Tarefa proposta =
Imprima, sem nenhuma alteração, o trecho do texto sobre a “bananização” do preconceito que vai de "Para Marcel Diego" até "Ana Beatriz Brighenti)", incluindo essas palavras.

Texto extraído =
————

Pesquisadores criticam “bananização” do preconceito

Casos de preconceito são frequentes no futebol. Depois de uma banana ser atirada em Daniel Alves durante uma partida entre Barcelona e Villarreal, campanhas e protestos se iniciaram nas redes sociais. No entanto, o jogador escalado para a seleção brasileira não é a primeira e nem será a última vítima do racismo. No domingo (11), a mesma fruta foi jogada em campo durante o campeonato italiano. Desta vez, o alvo era o defensor do Milan, Kevin Constant, da Guiné.

Para Marcel Diego Tonini, pesquisador do Núcleo Interdisciplinar de Pesquisas sobre Futebol e Modalidades Lúdicas (Ludens) e do Núcleo de Estudos em História Oral (Neho), a reação de Daniel Alves ao comer a banana foi fria e perspicaz. “Mas, de maneira alguma, essa atitude se coloca como uma solução para o racismo, que deve ser encarado seriamente e punido severamente pelas autoridades esportivas e jurídicas de cada país.”

De Charles Miller, no início do século 19, à aceitação de atletas negros nos anos 1920, o Museu do Futebol, no Pacaembu, narra a trajetória do futebol no Brasil (Foto: Ana Beatriz Brighenti)

De acordo com Flávio de Campos, coordenador do Ludens, o jogador teve uma reação de resistência ao racismo, porém uma situação de violência como essa merecia uma postura mais séria. “Eu não acho que seja interessante a gente ficar com essa brincadeira de ‘somos todos macacos’, todo mundo comendo banana, e toda essa ‘bananização’ do preconceito. Eu adoraria que o Daniel Alves, em vez de ter comido a banana, tivesse a colocado na marca de escanteio, chutado a bola e ido embora do estádio.”

————

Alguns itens
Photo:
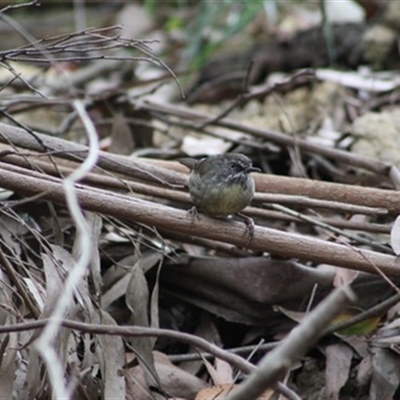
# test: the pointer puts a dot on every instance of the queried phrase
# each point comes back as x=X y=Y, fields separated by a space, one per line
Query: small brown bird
x=221 y=185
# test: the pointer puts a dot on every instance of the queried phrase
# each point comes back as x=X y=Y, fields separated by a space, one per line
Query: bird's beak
x=253 y=169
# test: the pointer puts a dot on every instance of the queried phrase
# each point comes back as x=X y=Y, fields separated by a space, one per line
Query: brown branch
x=294 y=346
x=279 y=138
x=174 y=220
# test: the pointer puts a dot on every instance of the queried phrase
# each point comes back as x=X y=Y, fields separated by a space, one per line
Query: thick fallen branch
x=173 y=220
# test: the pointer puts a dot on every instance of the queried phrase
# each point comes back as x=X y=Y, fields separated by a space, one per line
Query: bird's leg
x=249 y=227
x=194 y=213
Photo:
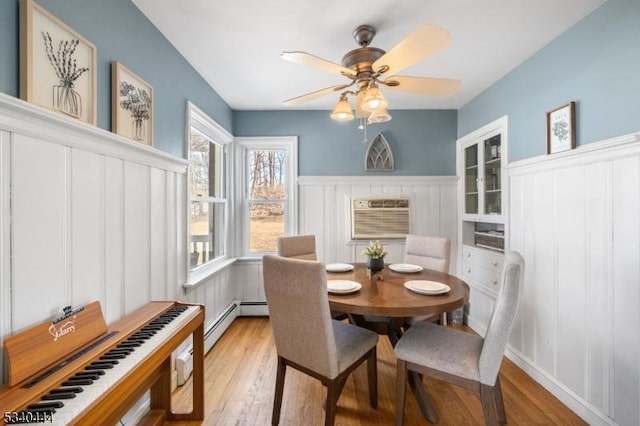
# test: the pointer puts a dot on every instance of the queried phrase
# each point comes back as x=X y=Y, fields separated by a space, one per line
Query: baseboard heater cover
x=184 y=361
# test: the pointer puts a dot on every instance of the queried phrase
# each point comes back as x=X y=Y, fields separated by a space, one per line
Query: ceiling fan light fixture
x=342 y=110
x=373 y=99
x=380 y=115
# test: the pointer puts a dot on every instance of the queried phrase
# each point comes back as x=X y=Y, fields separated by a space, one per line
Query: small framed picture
x=131 y=105
x=57 y=64
x=561 y=128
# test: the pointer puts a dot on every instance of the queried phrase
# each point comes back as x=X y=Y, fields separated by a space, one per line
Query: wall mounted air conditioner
x=375 y=218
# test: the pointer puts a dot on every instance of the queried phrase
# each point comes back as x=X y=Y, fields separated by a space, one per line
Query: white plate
x=405 y=267
x=427 y=287
x=339 y=267
x=342 y=286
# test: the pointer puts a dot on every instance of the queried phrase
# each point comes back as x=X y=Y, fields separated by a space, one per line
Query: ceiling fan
x=370 y=67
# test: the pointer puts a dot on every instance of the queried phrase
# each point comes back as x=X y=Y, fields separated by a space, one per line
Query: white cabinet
x=480 y=167
x=482 y=214
x=482 y=268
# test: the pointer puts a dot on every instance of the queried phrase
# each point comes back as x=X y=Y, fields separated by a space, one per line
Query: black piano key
x=58 y=395
x=49 y=404
x=129 y=344
x=109 y=357
x=40 y=410
x=86 y=375
x=125 y=351
x=77 y=382
x=102 y=365
x=74 y=389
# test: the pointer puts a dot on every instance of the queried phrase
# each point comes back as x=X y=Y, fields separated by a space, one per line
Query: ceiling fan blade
x=426 y=40
x=436 y=87
x=314 y=95
x=317 y=62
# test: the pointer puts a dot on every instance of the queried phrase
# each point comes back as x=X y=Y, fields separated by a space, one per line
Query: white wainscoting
x=575 y=217
x=87 y=215
x=324 y=211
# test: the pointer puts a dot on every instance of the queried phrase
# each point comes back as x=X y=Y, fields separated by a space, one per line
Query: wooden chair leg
x=401 y=385
x=334 y=388
x=277 y=400
x=487 y=396
x=372 y=372
x=502 y=416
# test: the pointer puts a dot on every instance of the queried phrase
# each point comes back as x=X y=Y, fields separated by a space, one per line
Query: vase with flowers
x=375 y=253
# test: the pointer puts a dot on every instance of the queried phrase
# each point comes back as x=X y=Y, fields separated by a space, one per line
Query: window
x=208 y=209
x=269 y=170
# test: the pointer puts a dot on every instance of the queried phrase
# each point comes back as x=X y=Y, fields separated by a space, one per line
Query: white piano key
x=91 y=393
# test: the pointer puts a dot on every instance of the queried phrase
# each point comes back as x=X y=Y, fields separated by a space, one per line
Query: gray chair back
x=298 y=304
x=502 y=318
x=428 y=252
x=297 y=247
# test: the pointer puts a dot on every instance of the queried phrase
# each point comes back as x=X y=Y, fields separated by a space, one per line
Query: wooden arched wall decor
x=379 y=157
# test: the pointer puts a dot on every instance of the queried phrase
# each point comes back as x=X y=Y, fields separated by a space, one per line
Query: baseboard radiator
x=184 y=360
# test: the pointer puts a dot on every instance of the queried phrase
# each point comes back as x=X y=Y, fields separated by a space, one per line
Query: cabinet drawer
x=476 y=274
x=484 y=258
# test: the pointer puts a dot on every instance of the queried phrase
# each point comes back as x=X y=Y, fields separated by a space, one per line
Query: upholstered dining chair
x=463 y=358
x=297 y=247
x=306 y=337
x=302 y=247
x=430 y=253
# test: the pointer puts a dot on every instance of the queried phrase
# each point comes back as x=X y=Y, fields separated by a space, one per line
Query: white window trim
x=199 y=120
x=290 y=143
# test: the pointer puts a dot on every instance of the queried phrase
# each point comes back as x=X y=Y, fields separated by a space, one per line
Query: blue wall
x=122 y=33
x=596 y=63
x=423 y=142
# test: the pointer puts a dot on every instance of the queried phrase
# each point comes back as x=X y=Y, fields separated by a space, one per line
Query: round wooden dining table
x=385 y=305
x=384 y=294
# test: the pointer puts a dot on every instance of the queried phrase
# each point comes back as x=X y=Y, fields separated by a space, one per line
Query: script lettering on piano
x=74 y=369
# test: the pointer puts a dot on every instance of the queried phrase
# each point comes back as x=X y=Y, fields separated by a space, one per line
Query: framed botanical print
x=561 y=128
x=131 y=105
x=57 y=64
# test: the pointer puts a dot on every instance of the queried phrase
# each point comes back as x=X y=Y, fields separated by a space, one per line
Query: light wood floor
x=240 y=378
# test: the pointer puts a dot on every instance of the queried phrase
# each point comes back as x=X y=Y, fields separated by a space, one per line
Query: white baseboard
x=254 y=309
x=582 y=408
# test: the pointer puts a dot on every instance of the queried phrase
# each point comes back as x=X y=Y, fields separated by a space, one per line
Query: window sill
x=199 y=277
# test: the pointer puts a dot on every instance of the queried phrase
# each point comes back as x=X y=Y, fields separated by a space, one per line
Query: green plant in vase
x=375 y=253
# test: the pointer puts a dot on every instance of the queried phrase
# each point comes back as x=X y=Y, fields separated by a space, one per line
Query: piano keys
x=64 y=381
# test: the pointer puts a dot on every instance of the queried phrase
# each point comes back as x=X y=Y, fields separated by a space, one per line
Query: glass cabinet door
x=492 y=177
x=471 y=195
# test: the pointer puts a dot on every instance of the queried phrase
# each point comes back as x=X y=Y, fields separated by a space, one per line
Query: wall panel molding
x=574 y=217
x=18 y=116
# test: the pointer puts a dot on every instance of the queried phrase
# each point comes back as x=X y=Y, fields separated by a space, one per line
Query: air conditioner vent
x=380 y=218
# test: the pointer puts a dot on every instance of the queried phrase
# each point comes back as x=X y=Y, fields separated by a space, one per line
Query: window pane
x=267 y=174
x=206 y=244
x=206 y=159
x=199 y=161
x=266 y=224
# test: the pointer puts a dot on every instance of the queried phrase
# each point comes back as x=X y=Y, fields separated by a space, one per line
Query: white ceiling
x=236 y=44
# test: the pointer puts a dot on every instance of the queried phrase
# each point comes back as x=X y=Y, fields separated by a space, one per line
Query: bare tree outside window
x=207 y=199
x=267 y=194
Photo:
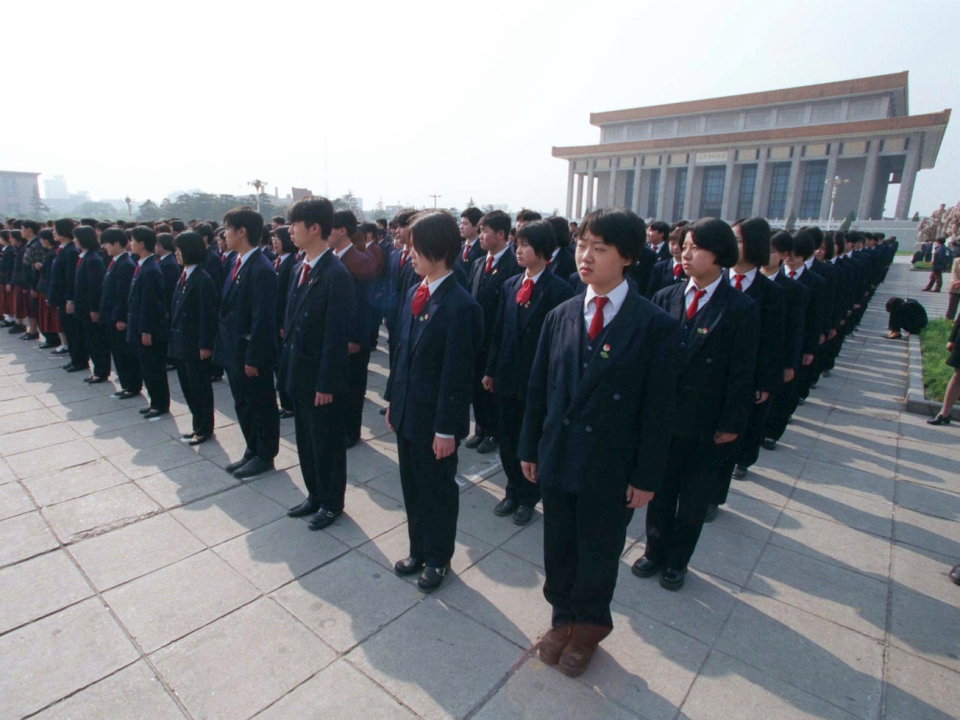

————

Resposta do exercício =
Para Marcel Diego Tonini, pesquisador do Núcleo Interdisciplinar de Pesquisas sobre Futebol e Modalidades Lúdicas (Ludens) e do Núcleo de Estudos em História Oral (Neho), a reação de Daniel Alves ao comer a banana foi fria e perspicaz. “Mas, de maneira alguma, essa atitude se coloca como uma solução para o racismo, que deve ser encarado seriamente e punido severamente pelas autoridades esportivas e jurídicas de cada país.”

De Charles Miller, no início do século 19, à aceitação de atletas negros nos anos 1920, o Museu do Futebol, no Pacaembu, narra a trajetória do futebol no Brasil (Foto: Ana Beatriz Brighenti)